## 抜粋テキスト
---+---
講座 心理学概論 9 発達心理学 12 発達上の病理

 人間が発達する途上で何らかの障害や問題に直面することはあまり珍しいことではない。  

 かなり大雑把な内容になってしまうが、それらの問題を概観しておきたい。  

 それらを学校や職場と家庭や地域の問題に大別して俯瞰してみよう。  

 学校や職場で典型的な問題は、器質性・非器質性の精神障害はもとより、知的障害、自閉症、ダウン症、いじめ、緘黙、不登校、学校・職場内暴力、学級崩壊、ADHD、セクハラ、パワハラ、バーンアウト、学習性無力感などである。  

 家庭や地域の問題は、DV、夫婦の不仲、モンスターペアレント、虐待、ひきこもり、ネグレクト、ストーカーなどである。  

 精神障害とか知的障害、そして自閉症、ダウン症、ADHDなどの神経障害は基本的に疾患であり医療の対象であるが、それらを除く他の問題群の多くは現代の成績至上主義のタテ社会と閉鎖家族のストレスに起因する問題だと言えるであろう。  

 現代の社会システムと言う観点からこれらの問題を見てみると、その多くは社会の抱えている矛盾の表現型だと言える。  

 たとえば、現代の一般的な夫婦は共働きを強いられており、子育てに専念する余裕のない大人が増えている。そうなると、職場ストレスの発散の場に家庭がなってしまうわけで、そのあおりを受けた子どもが家庭においても学校においても問題行動を呈してしまうと言う悪循環に陥る。  

 教育的配慮でそれらの問題を緩衝しようとしても、親権の問題や教師が子どもに配慮すると言っても40人もの子どもをあたかも親であるかのように育てることは不可能と考えるべきであろう。  

 問題ごとに対応機関の窓口は異なる。子どもの問題行動は児童相談所や警察や家庭裁判所に、大人のそれは各自治体の相談窓口・無料弁護士相談や警察や大学のカウンセリングルームなどになる。  

 しかし、そのような機関も人権との絡みで十分に機能しているかと言えば、残念ながらそうは見えない。特に児童相談所などは多くの事例においては適切な役割を果たしてきた。だが、たとえば巡回が不十分だったとか対象関係者の態度から問題が把握できなかったと言う悲劇は後を絶たない。
---+---
収集データ:

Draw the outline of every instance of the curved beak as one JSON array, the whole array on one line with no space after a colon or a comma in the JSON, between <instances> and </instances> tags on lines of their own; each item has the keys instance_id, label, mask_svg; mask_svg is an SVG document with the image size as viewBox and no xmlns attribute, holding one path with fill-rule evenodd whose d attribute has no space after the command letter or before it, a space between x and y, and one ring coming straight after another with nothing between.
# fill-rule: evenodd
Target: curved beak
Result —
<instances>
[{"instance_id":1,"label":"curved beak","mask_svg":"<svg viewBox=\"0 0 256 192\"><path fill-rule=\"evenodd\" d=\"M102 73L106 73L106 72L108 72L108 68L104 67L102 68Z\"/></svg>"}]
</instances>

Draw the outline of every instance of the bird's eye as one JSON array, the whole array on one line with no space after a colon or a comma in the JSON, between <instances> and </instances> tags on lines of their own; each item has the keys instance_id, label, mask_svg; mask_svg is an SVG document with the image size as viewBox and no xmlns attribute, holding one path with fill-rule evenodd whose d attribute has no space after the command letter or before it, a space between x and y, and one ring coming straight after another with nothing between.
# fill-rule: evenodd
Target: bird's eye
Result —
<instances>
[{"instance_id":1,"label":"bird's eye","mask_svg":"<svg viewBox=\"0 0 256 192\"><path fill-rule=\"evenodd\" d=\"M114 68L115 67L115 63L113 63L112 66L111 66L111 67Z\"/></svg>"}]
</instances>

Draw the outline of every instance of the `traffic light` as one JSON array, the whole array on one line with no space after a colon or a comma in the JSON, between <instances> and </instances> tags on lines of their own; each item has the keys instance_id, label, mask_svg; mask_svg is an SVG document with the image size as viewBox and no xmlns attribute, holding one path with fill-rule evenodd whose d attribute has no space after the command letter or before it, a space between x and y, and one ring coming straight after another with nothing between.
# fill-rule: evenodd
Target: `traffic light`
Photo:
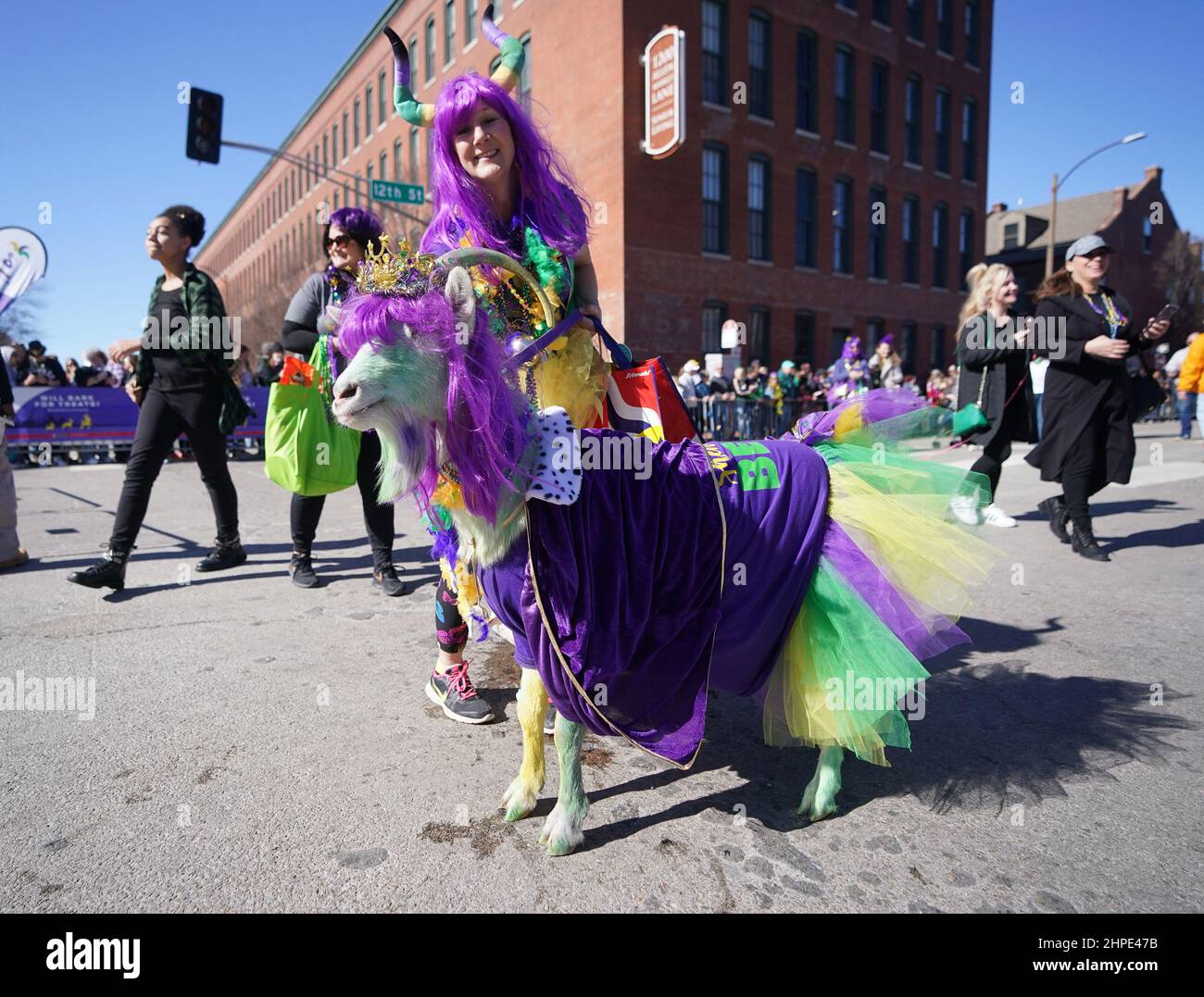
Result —
<instances>
[{"instance_id":1,"label":"traffic light","mask_svg":"<svg viewBox=\"0 0 1204 997\"><path fill-rule=\"evenodd\" d=\"M222 94L193 87L188 101L188 142L184 155L217 163L222 153Z\"/></svg>"}]
</instances>

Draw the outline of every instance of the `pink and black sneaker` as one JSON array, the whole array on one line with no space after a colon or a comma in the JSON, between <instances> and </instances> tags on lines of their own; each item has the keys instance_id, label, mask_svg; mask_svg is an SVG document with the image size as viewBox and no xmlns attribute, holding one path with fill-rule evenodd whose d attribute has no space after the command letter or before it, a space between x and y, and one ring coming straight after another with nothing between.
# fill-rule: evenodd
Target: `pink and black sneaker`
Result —
<instances>
[{"instance_id":1,"label":"pink and black sneaker","mask_svg":"<svg viewBox=\"0 0 1204 997\"><path fill-rule=\"evenodd\" d=\"M435 672L426 683L426 696L432 703L443 707L449 720L460 724L488 724L494 719L494 710L477 694L468 678L468 662L454 665L445 672Z\"/></svg>"}]
</instances>

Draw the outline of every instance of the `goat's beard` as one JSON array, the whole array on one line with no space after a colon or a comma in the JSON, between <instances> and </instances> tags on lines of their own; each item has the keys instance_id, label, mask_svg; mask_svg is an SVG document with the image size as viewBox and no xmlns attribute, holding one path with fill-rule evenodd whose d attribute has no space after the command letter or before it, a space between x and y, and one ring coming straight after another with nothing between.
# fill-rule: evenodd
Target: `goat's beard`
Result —
<instances>
[{"instance_id":1,"label":"goat's beard","mask_svg":"<svg viewBox=\"0 0 1204 997\"><path fill-rule=\"evenodd\" d=\"M418 425L408 413L391 406L382 414L385 418L376 425L380 441L377 498L385 505L418 488L430 459L433 427Z\"/></svg>"}]
</instances>

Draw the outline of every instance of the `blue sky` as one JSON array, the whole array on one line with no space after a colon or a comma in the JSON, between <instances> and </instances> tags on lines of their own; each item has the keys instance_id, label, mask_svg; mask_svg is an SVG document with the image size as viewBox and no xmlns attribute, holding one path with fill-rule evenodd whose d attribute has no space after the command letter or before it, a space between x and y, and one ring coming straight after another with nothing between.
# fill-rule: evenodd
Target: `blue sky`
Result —
<instances>
[{"instance_id":1,"label":"blue sky","mask_svg":"<svg viewBox=\"0 0 1204 997\"><path fill-rule=\"evenodd\" d=\"M383 10L42 0L8 13L0 225L47 244L41 338L52 352L79 356L135 334L159 272L142 249L146 223L183 200L216 226L265 161L234 149L216 167L187 160L179 83L225 96L225 137L276 144ZM1204 231L1202 29L1200 0L998 0L984 207L1045 201L1052 172L1147 131L1080 169L1062 196L1135 184L1157 164L1179 224ZM13 43L22 37L31 43ZM1022 105L1009 99L1016 81Z\"/></svg>"}]
</instances>

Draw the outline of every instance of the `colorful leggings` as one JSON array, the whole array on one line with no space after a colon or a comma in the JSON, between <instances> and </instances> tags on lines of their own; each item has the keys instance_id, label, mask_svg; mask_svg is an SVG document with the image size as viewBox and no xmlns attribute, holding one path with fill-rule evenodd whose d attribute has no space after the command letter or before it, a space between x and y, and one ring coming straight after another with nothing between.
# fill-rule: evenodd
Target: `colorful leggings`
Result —
<instances>
[{"instance_id":1,"label":"colorful leggings","mask_svg":"<svg viewBox=\"0 0 1204 997\"><path fill-rule=\"evenodd\" d=\"M460 654L468 643L468 625L460 615L455 589L442 577L435 590L435 635L439 650L448 654Z\"/></svg>"}]
</instances>

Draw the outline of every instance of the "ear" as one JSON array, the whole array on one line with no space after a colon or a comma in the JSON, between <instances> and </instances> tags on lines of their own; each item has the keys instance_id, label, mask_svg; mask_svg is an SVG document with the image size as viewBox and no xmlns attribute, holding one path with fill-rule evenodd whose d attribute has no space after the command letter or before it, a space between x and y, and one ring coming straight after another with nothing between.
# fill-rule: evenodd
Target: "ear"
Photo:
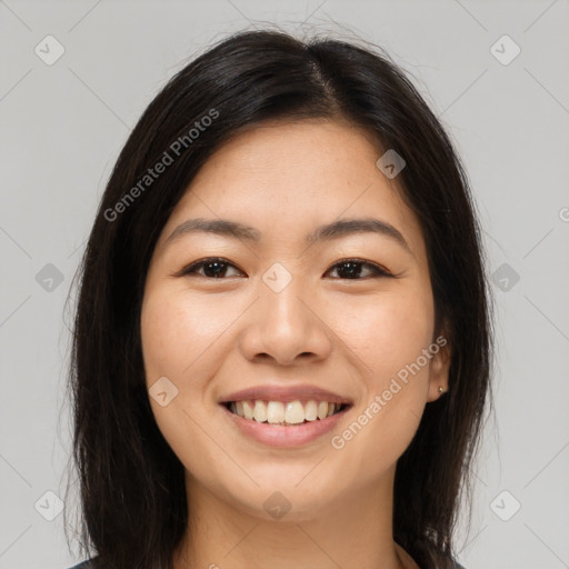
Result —
<instances>
[{"instance_id":1,"label":"ear","mask_svg":"<svg viewBox=\"0 0 569 569\"><path fill-rule=\"evenodd\" d=\"M450 355L451 348L447 337L439 335L432 343L438 347L438 351L433 353L429 365L429 392L427 401L436 401L439 397L443 396L449 390L449 369L450 369ZM441 392L439 388L443 388Z\"/></svg>"}]
</instances>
---+---
## 取り組む課題
- 1) 発達上の病理に関する文章では、子どもの問題行動に対応する機関としてどこが挙げられているか。
- 2) 発達上の病理に関する文章を、最後の文に続けて書き継ぎなさい。

## 解答一覧
- 1) 児童相談所、警察、家庭裁判所である。

- 2)
 そう言った意味で、いわゆる「ご近所さん」の役割は昔に増して重要になってきているが、それも筆者が育った名古屋の下町のように人情味に溢れる有効なコミュニティは衰退の一途を取り、どこまで啓発することによってさまざまな社会病理の検出と適切な対応機関への通報が容易になるのかについては、まったく楽観を許さない状況にある。この前、名古屋大学の女子学生が殺人事件を起こすと言うショッキングなニュースがあったことを覚えておられる読者の方も多いことであろう。精神鑑定にあたる専門家にしか正確な原因は分からないであろうが、子ども時代に友情なり愛情なりと言う人間らしい共感力を育まれることなく孤独を深める現代の社会への何らかの理由による歪んだ欲求のエントデッケン(顕現化)のもたらした復讐のように見えなくもない。たとえばの話になるが、厳格すぎる人間関係によって「密室の喜び」を殺人と言う犯罪に見ていたのかも知れない。  

 もっと大きな問題として、最近中東の政治情勢を暴力で変えようとする「イスラム国」などの犯罪集団が日に日に勢力を伸ばしており、社会疫学的な見地からは我が国も対岸の火事として楽観できない状況にある。日本では「オウム真理教事件」に見るように犯罪に親和的な人間が現代社会の矛盾として相当数存在する。  

 ご近所さんなどとのつながりを大切にしないと、もはやどんな凶悪犯罪が我が国のどこで起きても不思議ではない。警察が検出できる問題や犯罪には限りがある。ひととひとがつながっていることでしか社会のストレスを下げ、さまざまな社会病理に立ち向かう有効な手立てはないと、ひとびとは認識すべきである。